3. Popsugar shares: 3 Tricks to Use Now to Make Sure Your Child’s Sleep Isn’t Affected by Daylight Saving
1. Shift bedtimes by a few minutes every day to prep for losing an hour.
When the time changes, our internal clocks — which run on about a 24.2 hour day — can adjust; it just takes a few days. By bumping your child’s bedtime routine up 10-15 minutes each night leading up to the clock shift, you help your child’s body adjust its internal clock, which is usually kept in check by consistent sleep schedules and routines. If you don’t want grumpy kiddos waking up with one hour less of sleep Monday morning, start shifting their routines now so that the change doesn’t occur all at once!
2. Keep your child’s room cool, dark, comfortable – and tech-free!
This is important all year long, but especially in the nights leading up to — and after — Daylight Savings. To ensure that your child can adjust to their bedtime being shifted (rather than just putting them into bed and them laying there for the extra allotted time), provide them with an ideal sleeping environment.
Their room should be cool, their bed should be comfortable, shades should be pulled — especially as the days stretch and stay lighter longer — and if they’re old enough to be tech junkies, the room should be tech-free. Dr. Meltzer says the fact that technology is engaging the brain and that gadgets emit bright lights makes them a no-no before bedtime.
3. Make sure they’re ready to sleep on Saturday and Sunday night by planning active days.
The more tired your little ones are before they go to sleep both nights this weekend, the easier it will be for them to not only fall asleep, but to get a good, deep sleep leading up to getting back to your weekly routine. Exposing children (even babies) to natural light in the mornings leading up to that dreaded Monday after the clocks change will help push their internal clock toward their new wake time.

STUDY MATERIAL ▸
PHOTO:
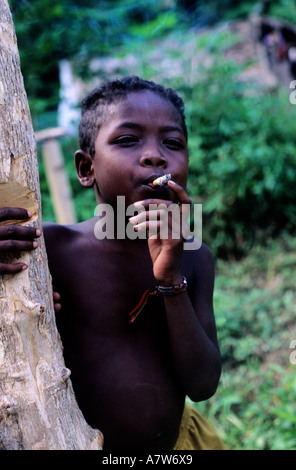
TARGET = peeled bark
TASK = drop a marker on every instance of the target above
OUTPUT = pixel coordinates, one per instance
(38, 409)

THE TASK ▸
Answer these questions from the daylight saving sleep tips:
1. About how long a day do our internal clocks run on?
2. By how many minutes each night does the text suggest bumping up a child's bedtime routine before the clock shift?
3. What two reasons does Dr. Meltzer give for technology being a no-no before bedtime?
The records have nothing to do with what comes next.

ANSWER FOR THE TASK ▸
1. About a 24.2 hour day.
2. 10-15 minutes.
3. Technology engages the brain, and gadgets emit bright lights.